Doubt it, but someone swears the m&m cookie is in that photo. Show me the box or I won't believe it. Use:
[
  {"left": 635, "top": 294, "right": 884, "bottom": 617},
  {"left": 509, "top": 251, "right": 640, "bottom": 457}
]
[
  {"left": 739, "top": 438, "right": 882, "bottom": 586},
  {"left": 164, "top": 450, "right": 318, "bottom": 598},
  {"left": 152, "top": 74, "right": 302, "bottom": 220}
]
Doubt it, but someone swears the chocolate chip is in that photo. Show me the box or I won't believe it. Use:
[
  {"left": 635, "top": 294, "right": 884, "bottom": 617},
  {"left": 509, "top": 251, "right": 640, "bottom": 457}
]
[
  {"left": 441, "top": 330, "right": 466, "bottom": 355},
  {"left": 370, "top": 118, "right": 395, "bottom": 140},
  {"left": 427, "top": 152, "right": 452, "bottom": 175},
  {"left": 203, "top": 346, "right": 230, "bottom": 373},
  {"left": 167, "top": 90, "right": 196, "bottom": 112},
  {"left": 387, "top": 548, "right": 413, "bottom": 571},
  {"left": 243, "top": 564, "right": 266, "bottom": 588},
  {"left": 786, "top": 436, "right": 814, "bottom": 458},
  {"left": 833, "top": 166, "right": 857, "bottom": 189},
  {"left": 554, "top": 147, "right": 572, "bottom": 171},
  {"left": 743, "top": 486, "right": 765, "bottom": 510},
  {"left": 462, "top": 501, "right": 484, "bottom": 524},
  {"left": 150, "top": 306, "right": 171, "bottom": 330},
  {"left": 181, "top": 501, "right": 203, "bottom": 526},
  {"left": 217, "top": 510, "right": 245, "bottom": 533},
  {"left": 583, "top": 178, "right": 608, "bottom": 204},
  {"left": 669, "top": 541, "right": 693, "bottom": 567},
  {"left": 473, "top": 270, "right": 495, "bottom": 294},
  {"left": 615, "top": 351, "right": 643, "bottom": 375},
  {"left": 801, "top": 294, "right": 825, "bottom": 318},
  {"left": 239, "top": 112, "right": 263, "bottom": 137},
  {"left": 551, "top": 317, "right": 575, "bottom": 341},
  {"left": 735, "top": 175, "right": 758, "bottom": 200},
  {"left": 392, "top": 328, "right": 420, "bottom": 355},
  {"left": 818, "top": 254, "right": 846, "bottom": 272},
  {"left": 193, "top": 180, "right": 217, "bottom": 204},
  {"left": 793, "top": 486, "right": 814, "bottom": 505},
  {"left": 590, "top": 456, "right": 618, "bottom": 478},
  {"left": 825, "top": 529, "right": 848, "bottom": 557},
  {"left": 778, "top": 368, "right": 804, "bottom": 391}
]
__________
Every line of the data above should be reproduced word for word.

Doubt it, but someone swears the m&m cookie is in that photo. Show me the box or I won't believe it. Use:
[
  {"left": 635, "top": 294, "right": 884, "bottom": 617},
  {"left": 509, "top": 251, "right": 640, "bottom": 457}
]
[
  {"left": 739, "top": 438, "right": 882, "bottom": 586},
  {"left": 164, "top": 450, "right": 318, "bottom": 598},
  {"left": 152, "top": 74, "right": 302, "bottom": 220}
]
Doubt it, but someone swears the chocolate chip is in that photo. Show me the box or I won't believe it. Use:
[
  {"left": 635, "top": 294, "right": 884, "bottom": 617},
  {"left": 509, "top": 251, "right": 640, "bottom": 457}
]
[
  {"left": 441, "top": 330, "right": 466, "bottom": 355},
  {"left": 370, "top": 118, "right": 395, "bottom": 140},
  {"left": 427, "top": 152, "right": 452, "bottom": 175},
  {"left": 203, "top": 346, "right": 230, "bottom": 373},
  {"left": 167, "top": 90, "right": 196, "bottom": 112},
  {"left": 387, "top": 548, "right": 413, "bottom": 571},
  {"left": 243, "top": 564, "right": 266, "bottom": 588},
  {"left": 786, "top": 436, "right": 814, "bottom": 458},
  {"left": 833, "top": 166, "right": 857, "bottom": 189},
  {"left": 554, "top": 147, "right": 572, "bottom": 171},
  {"left": 743, "top": 486, "right": 765, "bottom": 510},
  {"left": 462, "top": 501, "right": 484, "bottom": 524},
  {"left": 150, "top": 306, "right": 171, "bottom": 330},
  {"left": 181, "top": 501, "right": 203, "bottom": 526},
  {"left": 217, "top": 510, "right": 245, "bottom": 533},
  {"left": 583, "top": 178, "right": 608, "bottom": 204},
  {"left": 669, "top": 541, "right": 693, "bottom": 567},
  {"left": 473, "top": 270, "right": 495, "bottom": 294},
  {"left": 615, "top": 351, "right": 643, "bottom": 375},
  {"left": 801, "top": 294, "right": 825, "bottom": 318},
  {"left": 239, "top": 112, "right": 263, "bottom": 137},
  {"left": 551, "top": 317, "right": 575, "bottom": 341},
  {"left": 735, "top": 175, "right": 758, "bottom": 200},
  {"left": 392, "top": 328, "right": 420, "bottom": 355},
  {"left": 818, "top": 254, "right": 846, "bottom": 272},
  {"left": 193, "top": 180, "right": 217, "bottom": 204},
  {"left": 793, "top": 486, "right": 814, "bottom": 505},
  {"left": 590, "top": 456, "right": 618, "bottom": 478},
  {"left": 825, "top": 529, "right": 848, "bottom": 557},
  {"left": 778, "top": 368, "right": 804, "bottom": 391}
]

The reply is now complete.